Selection:

Top executives of a Washington consulting firm fraudulently collected at least $29,000 in federal funds after the government gave their firm a contract to study why there is so much waste in the administration of the nation's welfare system, according to present and former employes.
An examination of personnel records and interviews with 18 employes of Mariscal and Co., the consulting firm, show that four company officials billed and collected salaries from the government for at least 84 days in which they did not work on the consulting study.
The study itself, a one-year project that cost the Department of Health, Education and Welfare $184,000, was characterized as virtually meaningless by most of the consultants who worked on it, including the project manager.
Consultants said in on-the-record interviews that the study was hastily commissioned when HEW found itself with unspent money at the end of the fiscal year and that the firm, which was chosen by a process that does not require competitive bidding, submitted a proposal for the study that was written in less than 24 hours.

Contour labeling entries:
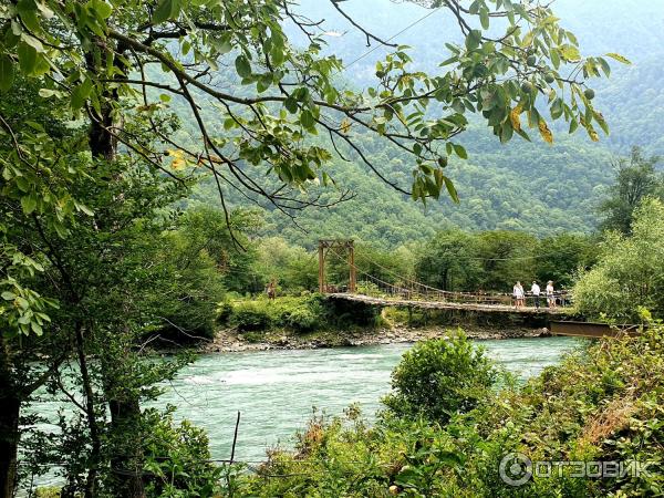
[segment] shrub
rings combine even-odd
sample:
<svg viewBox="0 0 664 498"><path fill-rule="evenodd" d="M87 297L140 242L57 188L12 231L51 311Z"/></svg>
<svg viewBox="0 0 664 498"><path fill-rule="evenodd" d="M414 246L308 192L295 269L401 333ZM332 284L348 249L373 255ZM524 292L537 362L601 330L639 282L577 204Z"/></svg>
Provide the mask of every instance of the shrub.
<svg viewBox="0 0 664 498"><path fill-rule="evenodd" d="M152 497L212 497L219 490L221 468L210 461L204 429L188 421L176 425L173 407L165 414L145 412L146 495Z"/></svg>
<svg viewBox="0 0 664 498"><path fill-rule="evenodd" d="M240 332L264 330L270 325L270 322L268 311L256 302L236 304L229 318L229 323L237 326Z"/></svg>
<svg viewBox="0 0 664 498"><path fill-rule="evenodd" d="M217 305L217 322L218 323L228 323L228 319L232 314L232 304L228 301L221 301Z"/></svg>
<svg viewBox="0 0 664 498"><path fill-rule="evenodd" d="M450 340L417 343L392 373L393 393L383 403L397 416L424 415L447 423L475 408L490 393L497 370L459 331Z"/></svg>
<svg viewBox="0 0 664 498"><path fill-rule="evenodd" d="M318 324L318 317L311 308L302 305L289 313L287 323L297 332L308 332L313 330Z"/></svg>

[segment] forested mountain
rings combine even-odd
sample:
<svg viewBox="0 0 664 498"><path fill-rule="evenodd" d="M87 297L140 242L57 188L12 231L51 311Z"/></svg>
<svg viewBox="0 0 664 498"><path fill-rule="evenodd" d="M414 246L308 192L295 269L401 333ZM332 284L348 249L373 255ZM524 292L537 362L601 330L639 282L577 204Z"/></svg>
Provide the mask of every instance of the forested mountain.
<svg viewBox="0 0 664 498"><path fill-rule="evenodd" d="M454 21L443 10L432 12L390 0L353 0L344 2L343 8L382 39L412 25L393 42L412 46L409 53L416 66L427 71L435 71L446 58L445 42L450 41L446 33L456 33ZM340 75L345 84L367 84L375 61L385 55L386 49L375 42L367 48L366 40L350 30L347 21L328 2L304 0L300 10L313 20L325 19L326 50L346 63L345 73ZM452 226L527 230L539 236L592 231L598 224L596 206L615 174L611 159L626 155L632 145L642 146L646 153L664 154L664 0L559 0L556 11L578 35L584 54L618 52L633 62L629 66L613 65L612 77L596 85L598 106L609 122L610 136L602 134L595 144L584 132L568 136L567 128L554 127L552 146L535 133L532 143L516 137L505 147L489 128L473 124L461 138L469 158L457 159L448 168L459 205L447 198L426 206L415 204L367 172L352 151L342 148L351 160L336 158L330 173L355 197L330 209L299 214L301 228L263 206L266 224L261 232L311 247L320 237L354 237L395 246L422 240ZM630 31L624 29L625 20ZM294 30L292 34L303 42ZM397 151L378 145L378 141L372 147L372 137L363 139L386 177L408 180L414 165ZM333 197L331 193L323 196ZM196 197L205 203L217 201L211 185L204 185ZM234 193L229 197L235 206L250 206Z"/></svg>

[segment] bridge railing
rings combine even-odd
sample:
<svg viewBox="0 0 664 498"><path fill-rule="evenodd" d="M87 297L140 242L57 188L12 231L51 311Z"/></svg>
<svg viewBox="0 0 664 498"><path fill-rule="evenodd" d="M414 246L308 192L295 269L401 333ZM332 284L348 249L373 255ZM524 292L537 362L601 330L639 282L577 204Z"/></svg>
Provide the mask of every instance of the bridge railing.
<svg viewBox="0 0 664 498"><path fill-rule="evenodd" d="M385 282L372 276L364 276L365 280L357 282L357 292L383 299L400 299L406 301L429 301L429 302L450 302L459 304L484 304L484 305L513 305L515 299L511 294L499 292L457 292L443 291L439 289L425 288L426 286L408 286ZM566 291L559 291L554 294L556 303L559 307L569 305L571 300ZM536 297L527 294L526 304L536 305ZM540 307L547 307L547 295L539 295Z"/></svg>
<svg viewBox="0 0 664 498"><path fill-rule="evenodd" d="M334 256L339 256L334 253ZM357 292L361 294L382 298L382 299L401 299L406 301L434 301L434 302L450 302L459 304L484 304L484 305L513 305L515 299L509 293L500 292L459 292L459 291L446 291L436 289L435 287L427 286L422 282L402 277L393 272L392 270L382 267L374 262L378 268L387 271L397 279L397 283L387 282L383 279L372 276L371 273L362 270L357 266L353 264L356 273L362 276L362 279L357 281ZM347 288L344 286L326 286L326 292L347 292ZM558 291L554 293L557 305L570 304L570 295L567 291ZM536 305L536 297L531 293L525 295L525 300L528 305ZM547 307L547 295L539 295L540 307Z"/></svg>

Tasks and exercises:
A. According to the consulting-firm article, how much did the one-year study cost the Department of Health, Education and Welfare?
B. Please copy verbatim the stretch of the consulting-firm article from "Top executives of" through "the project manager.".

The results:
A. $184,000

B.
Top executives of a Washington consulting firm fraudulently collected at least $29,000 in federal funds after the government gave their firm a contract to study why there is so much waste in the administration of the nation's welfare system, according to present and former employes.
An examination of personnel records and interviews with 18 employes of Mariscal and Co., the consulting firm, show that four company officials billed and collected salaries from the government for at least 84 days in which they did not work on the consulting study.
The study itself, a one-year project that cost the Department of Health, Education and Welfare $184,000, was characterized as virtually meaningless by most of the consultants who worked on it, including the project manager.